→ **Exercise requirements**
Are you able to quote each entry exactly as written?

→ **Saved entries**
************
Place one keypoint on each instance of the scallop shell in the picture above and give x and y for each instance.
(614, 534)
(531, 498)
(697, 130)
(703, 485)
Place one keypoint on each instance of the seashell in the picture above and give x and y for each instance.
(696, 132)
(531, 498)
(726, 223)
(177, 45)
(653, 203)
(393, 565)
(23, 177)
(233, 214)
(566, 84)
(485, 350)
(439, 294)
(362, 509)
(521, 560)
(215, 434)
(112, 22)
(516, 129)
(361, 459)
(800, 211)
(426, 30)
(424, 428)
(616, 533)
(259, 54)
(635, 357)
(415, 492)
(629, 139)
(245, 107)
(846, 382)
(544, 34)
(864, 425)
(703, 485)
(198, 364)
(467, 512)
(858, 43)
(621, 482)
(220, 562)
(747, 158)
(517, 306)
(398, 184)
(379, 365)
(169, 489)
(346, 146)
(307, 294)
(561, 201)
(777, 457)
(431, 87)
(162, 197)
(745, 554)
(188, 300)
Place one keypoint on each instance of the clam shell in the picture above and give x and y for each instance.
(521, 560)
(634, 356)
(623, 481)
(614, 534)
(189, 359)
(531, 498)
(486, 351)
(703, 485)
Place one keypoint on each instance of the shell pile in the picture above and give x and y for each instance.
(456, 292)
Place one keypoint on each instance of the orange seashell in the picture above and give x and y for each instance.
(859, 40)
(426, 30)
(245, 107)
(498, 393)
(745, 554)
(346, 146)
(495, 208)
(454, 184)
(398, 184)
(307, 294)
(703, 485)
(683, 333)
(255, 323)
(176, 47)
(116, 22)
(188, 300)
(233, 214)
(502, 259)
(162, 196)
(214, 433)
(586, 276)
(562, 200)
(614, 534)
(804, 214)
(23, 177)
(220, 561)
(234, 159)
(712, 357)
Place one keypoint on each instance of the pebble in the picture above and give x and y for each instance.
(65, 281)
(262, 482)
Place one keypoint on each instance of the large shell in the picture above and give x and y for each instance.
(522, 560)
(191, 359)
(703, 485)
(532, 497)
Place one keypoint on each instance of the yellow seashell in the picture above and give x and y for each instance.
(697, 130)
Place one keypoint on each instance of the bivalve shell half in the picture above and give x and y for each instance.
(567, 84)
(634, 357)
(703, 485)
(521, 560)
************
→ **Answer space**
Place one keypoint on each instance of the scallop shell in the picture above and give x and y for each instance.
(614, 534)
(531, 498)
(697, 130)
(703, 485)
Place one keypoint on each instance of the seashell in the picture above and give x and y for each instance.
(696, 132)
(531, 498)
(726, 223)
(177, 45)
(653, 203)
(393, 565)
(23, 177)
(233, 214)
(566, 84)
(485, 350)
(439, 294)
(362, 509)
(521, 560)
(215, 434)
(112, 22)
(516, 129)
(361, 459)
(800, 211)
(426, 30)
(424, 428)
(616, 533)
(259, 54)
(635, 357)
(415, 492)
(629, 139)
(245, 107)
(846, 382)
(544, 34)
(864, 425)
(703, 485)
(198, 364)
(467, 512)
(858, 43)
(621, 482)
(220, 562)
(747, 158)
(517, 306)
(398, 184)
(379, 365)
(169, 489)
(346, 146)
(307, 294)
(561, 201)
(777, 457)
(431, 87)
(162, 197)
(745, 554)
(188, 300)
Place one keypoint on each instance of the clam shell in the picture above and give x and y for each instance.
(521, 560)
(634, 356)
(623, 481)
(614, 534)
(189, 359)
(531, 498)
(486, 351)
(703, 485)
Place one keypoint on each instance of the shell pile in the picture above and give x and y for each instance.
(456, 292)
Place one keypoint on each instance of the orange seashell in the picture above and give x and y for each instance.
(859, 40)
(426, 30)
(245, 107)
(498, 393)
(745, 554)
(346, 146)
(495, 208)
(454, 184)
(398, 184)
(307, 294)
(703, 485)
(683, 333)
(255, 323)
(176, 47)
(116, 22)
(188, 300)
(233, 214)
(502, 259)
(162, 196)
(214, 433)
(586, 276)
(562, 200)
(614, 534)
(804, 214)
(23, 177)
(220, 561)
(234, 159)
(712, 357)
Place one keypoint on each instance of the pebble in the picture above and give x and y for each instance.
(65, 281)
(262, 482)
Place one keypoint on each instance of the large shell in the picture above and give x and y for each instance.
(522, 560)
(191, 359)
(703, 485)
(532, 497)
Place one keypoint on each instance of the yellow seashell in the picture above and give x and y for each instance.
(697, 130)
Place one keypoint on each instance of the bivalve shell half in the picture above and give x and y for each instance.
(567, 84)
(634, 357)
(703, 485)
(521, 560)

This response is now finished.